• **Exercise**
Repeat every record exactly, but keep images out of the copy.

• • • •

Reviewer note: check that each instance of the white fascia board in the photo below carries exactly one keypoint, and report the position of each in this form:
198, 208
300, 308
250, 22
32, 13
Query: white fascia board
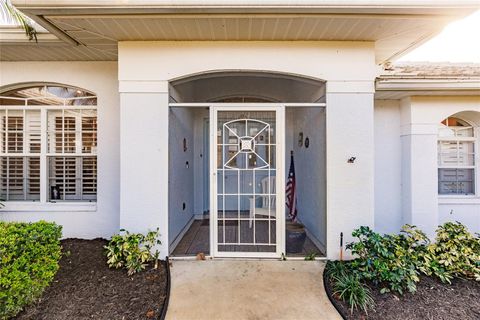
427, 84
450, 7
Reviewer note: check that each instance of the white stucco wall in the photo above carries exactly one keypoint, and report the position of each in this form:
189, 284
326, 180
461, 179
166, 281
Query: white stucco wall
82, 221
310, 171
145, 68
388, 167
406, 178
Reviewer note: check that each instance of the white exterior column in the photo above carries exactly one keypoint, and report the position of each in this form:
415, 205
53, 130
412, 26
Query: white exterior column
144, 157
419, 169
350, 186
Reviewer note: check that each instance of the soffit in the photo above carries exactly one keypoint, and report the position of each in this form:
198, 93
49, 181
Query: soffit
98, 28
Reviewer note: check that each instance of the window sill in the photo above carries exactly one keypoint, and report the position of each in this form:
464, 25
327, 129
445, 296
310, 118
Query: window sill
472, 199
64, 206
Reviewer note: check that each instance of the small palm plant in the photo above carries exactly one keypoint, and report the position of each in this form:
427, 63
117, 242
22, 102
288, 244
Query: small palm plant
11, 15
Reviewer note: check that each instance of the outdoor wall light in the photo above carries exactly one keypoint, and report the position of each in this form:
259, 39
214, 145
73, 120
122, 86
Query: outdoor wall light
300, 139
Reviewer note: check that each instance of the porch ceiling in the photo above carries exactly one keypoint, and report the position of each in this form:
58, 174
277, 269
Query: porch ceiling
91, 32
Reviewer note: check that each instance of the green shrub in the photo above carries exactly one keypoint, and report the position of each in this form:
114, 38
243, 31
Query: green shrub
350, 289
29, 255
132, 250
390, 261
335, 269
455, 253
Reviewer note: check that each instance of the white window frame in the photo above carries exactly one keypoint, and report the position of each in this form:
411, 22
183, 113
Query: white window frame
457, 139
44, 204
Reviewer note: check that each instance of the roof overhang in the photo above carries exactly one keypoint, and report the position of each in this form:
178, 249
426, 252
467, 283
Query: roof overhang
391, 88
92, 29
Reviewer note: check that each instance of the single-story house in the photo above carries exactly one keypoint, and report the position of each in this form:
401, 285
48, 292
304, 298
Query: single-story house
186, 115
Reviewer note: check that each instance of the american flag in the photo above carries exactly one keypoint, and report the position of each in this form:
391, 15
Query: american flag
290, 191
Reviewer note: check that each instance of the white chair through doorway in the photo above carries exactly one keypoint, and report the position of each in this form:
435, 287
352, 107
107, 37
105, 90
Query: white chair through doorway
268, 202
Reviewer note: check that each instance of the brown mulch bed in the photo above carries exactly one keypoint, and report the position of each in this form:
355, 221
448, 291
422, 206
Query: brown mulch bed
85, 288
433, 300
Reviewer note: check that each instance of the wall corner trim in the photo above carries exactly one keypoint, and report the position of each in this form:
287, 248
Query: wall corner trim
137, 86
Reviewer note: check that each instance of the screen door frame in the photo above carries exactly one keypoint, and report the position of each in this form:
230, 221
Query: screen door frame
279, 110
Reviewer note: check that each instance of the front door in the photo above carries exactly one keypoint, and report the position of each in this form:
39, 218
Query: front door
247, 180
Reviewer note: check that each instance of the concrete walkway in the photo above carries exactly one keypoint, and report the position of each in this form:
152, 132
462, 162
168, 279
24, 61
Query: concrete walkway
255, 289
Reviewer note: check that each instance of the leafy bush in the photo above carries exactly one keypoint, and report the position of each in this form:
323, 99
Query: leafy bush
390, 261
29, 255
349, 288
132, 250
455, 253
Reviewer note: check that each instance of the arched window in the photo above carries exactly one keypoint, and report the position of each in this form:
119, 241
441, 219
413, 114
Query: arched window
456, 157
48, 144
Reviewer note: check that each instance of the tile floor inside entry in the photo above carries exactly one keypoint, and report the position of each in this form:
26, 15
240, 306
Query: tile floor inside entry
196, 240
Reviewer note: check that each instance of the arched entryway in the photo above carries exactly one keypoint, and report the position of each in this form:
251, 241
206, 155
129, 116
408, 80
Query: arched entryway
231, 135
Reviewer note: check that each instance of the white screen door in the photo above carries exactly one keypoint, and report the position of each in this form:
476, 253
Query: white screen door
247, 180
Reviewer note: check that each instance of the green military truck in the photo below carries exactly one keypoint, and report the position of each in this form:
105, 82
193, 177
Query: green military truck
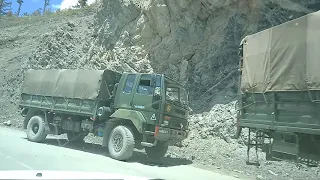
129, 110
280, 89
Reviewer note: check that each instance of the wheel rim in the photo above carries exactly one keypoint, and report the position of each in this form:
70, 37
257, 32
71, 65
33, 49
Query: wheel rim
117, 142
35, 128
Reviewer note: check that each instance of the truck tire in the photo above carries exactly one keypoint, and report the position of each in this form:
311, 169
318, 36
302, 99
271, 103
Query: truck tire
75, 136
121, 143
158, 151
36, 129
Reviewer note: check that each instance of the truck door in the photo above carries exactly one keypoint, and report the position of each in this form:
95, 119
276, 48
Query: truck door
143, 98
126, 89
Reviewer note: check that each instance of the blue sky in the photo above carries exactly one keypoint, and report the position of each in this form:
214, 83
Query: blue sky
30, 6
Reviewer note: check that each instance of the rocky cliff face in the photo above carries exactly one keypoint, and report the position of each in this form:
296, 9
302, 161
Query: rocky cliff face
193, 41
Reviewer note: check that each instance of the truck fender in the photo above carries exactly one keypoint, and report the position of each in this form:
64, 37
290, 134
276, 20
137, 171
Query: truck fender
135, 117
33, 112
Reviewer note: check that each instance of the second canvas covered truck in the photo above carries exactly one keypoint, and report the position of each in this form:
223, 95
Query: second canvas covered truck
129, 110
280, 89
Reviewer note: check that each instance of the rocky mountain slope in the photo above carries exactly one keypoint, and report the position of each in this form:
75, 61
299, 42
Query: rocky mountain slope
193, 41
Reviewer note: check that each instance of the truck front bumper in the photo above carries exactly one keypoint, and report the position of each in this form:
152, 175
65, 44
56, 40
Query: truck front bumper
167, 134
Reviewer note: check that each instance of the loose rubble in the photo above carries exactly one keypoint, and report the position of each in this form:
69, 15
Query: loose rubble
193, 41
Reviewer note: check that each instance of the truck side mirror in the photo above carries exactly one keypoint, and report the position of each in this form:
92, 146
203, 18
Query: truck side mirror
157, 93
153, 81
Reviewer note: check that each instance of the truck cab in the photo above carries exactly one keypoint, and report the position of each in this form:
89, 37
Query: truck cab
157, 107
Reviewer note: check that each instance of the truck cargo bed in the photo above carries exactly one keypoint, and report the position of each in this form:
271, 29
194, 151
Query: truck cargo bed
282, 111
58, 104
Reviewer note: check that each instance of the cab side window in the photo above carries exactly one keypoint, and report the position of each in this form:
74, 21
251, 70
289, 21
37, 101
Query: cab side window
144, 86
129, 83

• • • •

• **Answer to the task**
Reviewer note: check that each instance of the white fascia board in the photo below carries exactly one keypoint, and report the position of each in this form:
198, 208
300, 308
250, 22
32, 13
Query: white fascia board
427, 84
450, 7
Reviewer note: check that each instance of the white stucco wall in the photo above carries exactly one keypoint, and report the position of each in this form:
189, 284
326, 180
461, 179
166, 281
Query: white stucco wall
82, 221
310, 171
145, 68
388, 167
406, 178
Reviewer note: check that each instance of the white exterior column in the photo above carries exactly one keypoint, and report the position of each in this form:
415, 205
53, 130
412, 26
Query: white exterior column
144, 157
419, 169
350, 186
Reviewer note: check that each instance of the soffit in the photo above carries exactly one keypoint, and report the position of each in this form:
198, 93
49, 181
Query: soffit
98, 28
Reviewer note: check that each instance of the window sill in the photo above carries exactly one keypoint, and report the position of each in this form:
464, 25
327, 129
445, 296
310, 118
Query: window sill
472, 199
64, 206
Reviewer note: check that each instance of the small palm plant in the photo above carries exactly one keypoint, and report the position of each in this form:
427, 63
117, 242
22, 102
288, 244
Query: small palm plant
11, 15
Reviewer note: check that each instance of the outdoor wall light in the photo above carries exactly one keypoint, and report the position of each in this form:
259, 39
214, 145
73, 120
122, 86
Query: outdoor wall light
300, 139
Reviewer note: check that each instance of the porch ceiling in the photo above carries exactly one keypoint, and report the position of each in this form:
58, 174
277, 269
Query: porch ceiling
91, 32
Reviewer note: check that each instance of the green shrub in the photo above carries exactly one keypoint, and report the position of each in this form:
114, 38
243, 31
Query: green shrub
350, 289
29, 255
132, 250
390, 261
335, 269
455, 253
Reviewer note: check that each instance of the white window frame in the photo above carries exactly one keypoint, and report the position of each in this form:
411, 22
183, 113
Query: white window frame
457, 139
44, 204
Reviewer note: check that each instance of the roof overhang in the photo above carries exactly one keypoint, and report the position of each in this form:
178, 249
426, 252
467, 283
Query: roof overhang
391, 88
92, 29
Reviewer note: check that each instance of the single-story house in the photo above carries exactly one keypoint, and report the position of each in this form:
401, 285
48, 292
304, 298
Query: single-story house
186, 115
Reviewer note: check that each instance of the american flag in the photo above carries exactly one keypoint, and report the position of each in this form:
391, 15
Query: american flag
290, 191
Reviewer note: check that each instance of the white chair through doorway in the photo above carries exactly one keypoint, and report the position of each in this form:
435, 287
352, 107
107, 37
105, 90
Query: white chair through doorway
268, 202
Reviewer note: check that each instance of the brown mulch bed in the photo above carries exactly one keypoint, and report the position of each in this form:
355, 221
448, 291
422, 206
Query: brown mulch bed
85, 288
433, 300
Reviewer note: check that each instance of the wall corner trim in the photo above carries exactly one keypoint, and report the position of each in this form:
287, 248
Query: wall corner trim
137, 86
Reviewer note: check that each instance of the screen door frame in the photo above carries exactly one keypoint, and report the position of each in this form:
230, 221
Query: screen door frame
279, 110
Reviewer note: check that each instance of the front door in the photo above carries exactly one keypoint, and report the position of each in this form:
39, 218
Query: front door
247, 180
Reviewer note: check that each instance of the concrete walkway in the photo above carries exactly one keypoint, and report the position of each in this form:
152, 132
462, 162
168, 279
24, 61
Query: concrete walkway
255, 289
Reviewer note: check that each instance of the leafy bush in the photo above carries exactly one keypoint, and report the position of each in this form:
323, 99
Query: leafy bush
390, 261
29, 255
349, 288
132, 250
455, 253
Reviewer note: check that each instance of the arched window in the photo above carries exactly one keypoint, and report the position of each in this form:
119, 241
441, 219
413, 114
Query: arched window
456, 157
48, 144
Reviewer note: check that each instance of the tile floor inside entry in the photo above carries exactly one keypoint, and report the position of each in this form:
26, 15
240, 306
Query: tile floor inside entry
196, 240
Reviewer note: check that each instance of the arched entryway in the photo above carries exactly one keypoint, and report the position of each in this form:
251, 241
206, 155
129, 116
408, 80
Query: arched entryway
231, 135
Reviewer note: check that each instance of the white screen door in the photo above carries exactly one keypoint, and report the position of each in this form:
476, 253
Query: white screen door
247, 180
Reviewer note: check that each instance of the green military truck in the photo below carries exactly one keypoint, and report the position of each in this form:
105, 82
193, 177
Query: green military truck
129, 110
280, 89
Reviewer note: check that each instance of the wheel rim in the photo above carries exactly one keypoint, and report the position of each in this form:
70, 37
257, 32
71, 65
33, 49
Query: wheel rim
117, 142
35, 128
Reviewer note: check that each instance of the truck tire in the photo above carries exactly one keypoint, and report the position of each in this form:
311, 169
318, 36
302, 99
271, 103
Query: truck tire
75, 136
121, 143
158, 151
36, 129
Reviewer note: check that each instance of the truck door in the photo above carries exactly one keypoint, and report the position of each in this form:
95, 119
276, 48
Query: truck door
143, 98
126, 89
Reviewer note: check that each instance of the blue sky in the photo above carries exactly one keypoint, and report the position of each in this form:
214, 83
Query: blue sky
30, 6
Reviewer note: check that each instance of the rocky cliff face in the photo above carries exactly one keypoint, and report the position of each in this form:
296, 9
302, 161
Query: rocky cliff face
193, 41
Reviewer note: check that each instance of the truck fender in the photo above carries exactly one keypoint, and report the position of each in this form:
64, 37
290, 134
276, 20
137, 171
Query: truck fender
135, 117
33, 112
Reviewer note: check that each instance of the second canvas covered truck in the photo above carries exactly one keypoint, and report the position of each in this form:
223, 95
Query: second canvas covered truck
129, 110
280, 89
Reviewer note: check that each instance of the rocky mountain slope in the photo above carries exactly one keypoint, and report the position of each in this form:
75, 61
299, 42
Query: rocky mountain slope
193, 41
Reviewer note: check that each instance of the truck front bumper in the photo above carries exactly one keypoint, and report the position of each in this form:
152, 175
65, 44
56, 40
Query: truck front bumper
167, 134
Reviewer note: check that each instance of the loose rubble in the photo above carries exactly one keypoint, and report the position of each in this form:
69, 15
Query: loose rubble
193, 41
Reviewer note: check that each instance of the truck side mirror in the photo above carries exactly one keypoint, and report the position of each in this form:
92, 146
203, 18
Query: truck side mirror
157, 93
153, 81
Reviewer note: check that each instance of the truck cab in the photo above carries exactly one keypoint, and report the position of each in this form:
89, 37
Query: truck cab
157, 107
Reviewer note: check that each instance of the truck cargo bed in the photo above carries exactly one keypoint, and report the position of each in this form:
271, 29
194, 151
Query: truck cargo bed
282, 111
58, 104
Reviewer note: check that each instance of the cab side window in the photo above carries exactly one keypoint, and report the position of each in this form:
74, 21
251, 70
289, 21
37, 101
Query: cab side window
144, 86
129, 83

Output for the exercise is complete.